— Begin Excerpt provided —
But all of that could be for naught, if your body language betrays you. Body language and non-verbal communication can have just as much impact on your negotiations as the offers you put on the table. Here's how to make your body language work for you in a negotiation.
Firm and dry is best, but any handshake will do. Research shows that handshakes makes people comfortable, encourages honesty, and increases cooperation, according to Fast Company. So press a little flesh to help get the other side in a compromising mood. Just try to make sure it's not clammy.
There's a reason guilty children have trouble making eye contact and nervous politicians blink uncontrollably: our eyes often give us away. Projecting a strong, confident demeanor means making and maintaining consistent eye contact during negotiations. If you're having trouble looking deep into the other side's eyes too long, focusing on the root of their nose also works.
Mimicry puts people at ease. If you're negotiating partner is leaning forward, for example, mirroring that position can help signal that you, too, are equally engaged. Mimicking can also help amplify another's feelings, reinforcing and encouraging behavior. Mirroring behaviors is often unconscious, however, so pay attention and don't let your partner's tense or aggressive stance rub off on you.
— End Excerpt provided —
**Given exercise A:** Copy the listing word for word, from its first line up to and including the line with "(354, 376), (380, 500)".
**Given exercise B:** Extend the passage on body language in negotiations, picking up after its final sentence.
The negotiation text and the listing come from unrelated sources.
— Begin Data section —
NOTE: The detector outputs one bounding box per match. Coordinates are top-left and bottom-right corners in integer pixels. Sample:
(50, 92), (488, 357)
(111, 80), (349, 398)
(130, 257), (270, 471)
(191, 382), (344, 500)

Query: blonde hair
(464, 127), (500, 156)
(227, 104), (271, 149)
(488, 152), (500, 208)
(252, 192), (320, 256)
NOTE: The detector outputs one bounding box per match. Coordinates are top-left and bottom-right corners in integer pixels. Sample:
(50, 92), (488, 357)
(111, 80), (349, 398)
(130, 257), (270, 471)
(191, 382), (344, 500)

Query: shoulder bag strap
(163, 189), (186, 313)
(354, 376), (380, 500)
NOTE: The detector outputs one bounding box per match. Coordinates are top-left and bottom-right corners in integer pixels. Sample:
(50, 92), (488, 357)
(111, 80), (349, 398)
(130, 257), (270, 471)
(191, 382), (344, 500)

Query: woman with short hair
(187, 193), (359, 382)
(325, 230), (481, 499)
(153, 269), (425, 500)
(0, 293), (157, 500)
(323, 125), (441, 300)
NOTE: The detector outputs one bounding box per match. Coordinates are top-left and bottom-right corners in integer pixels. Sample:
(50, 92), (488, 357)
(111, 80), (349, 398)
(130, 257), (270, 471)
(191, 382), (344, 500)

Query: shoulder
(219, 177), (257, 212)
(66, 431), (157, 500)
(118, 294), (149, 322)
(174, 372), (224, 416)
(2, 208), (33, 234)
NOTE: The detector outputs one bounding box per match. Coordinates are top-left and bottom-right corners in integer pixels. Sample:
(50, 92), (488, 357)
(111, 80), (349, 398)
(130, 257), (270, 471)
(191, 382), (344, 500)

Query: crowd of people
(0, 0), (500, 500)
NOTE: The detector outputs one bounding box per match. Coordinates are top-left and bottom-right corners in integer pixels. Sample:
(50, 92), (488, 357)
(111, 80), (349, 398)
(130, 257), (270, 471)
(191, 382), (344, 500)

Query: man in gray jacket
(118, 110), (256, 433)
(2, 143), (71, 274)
— End Data section —
**Result A:**
NOTE: The detector outputs one bounding box per match. Coordinates are top-left and bottom-right corners in integer pixels. Sample:
(50, 92), (488, 357)
(111, 80), (349, 398)
(130, 257), (270, 471)
(191, 382), (344, 500)

Query: blonde hair
(464, 127), (500, 156)
(227, 104), (271, 149)
(488, 152), (500, 208)
(252, 192), (320, 256)
NOTE: The detector outputs one bounding box per match. Coordinates are top-left and bottom-right corners in integer pixels. Sample:
(50, 92), (488, 357)
(111, 80), (349, 398)
(130, 257), (270, 471)
(191, 382), (344, 500)

Query: shoulder bag strap
(163, 189), (186, 313)
(354, 376), (380, 500)

**Result B:**
If you're nervous, don't fidget. If you're extremely confident, don't sit back and gloat. If you're desperate for a deal, don't look too enthusiastic. Keeping a good poker face is about knowing your feelings and being able to hide them as needed. If you have an important deal coming up, consider filming yourself in a mock negotiation, to better understand and control how your emotions express themselves in your body language.
Crossing your arms, furrowing your brow, or clenching your teeth aren't good negotiating strategies. They can make you seem closed off, threatened, or agitated. Maintain an open posture, with your arms open, hands free, and feet planted firmly on the ground.
Remember, your body language is a tool. Mastering it can give you a leg up in any negotiation.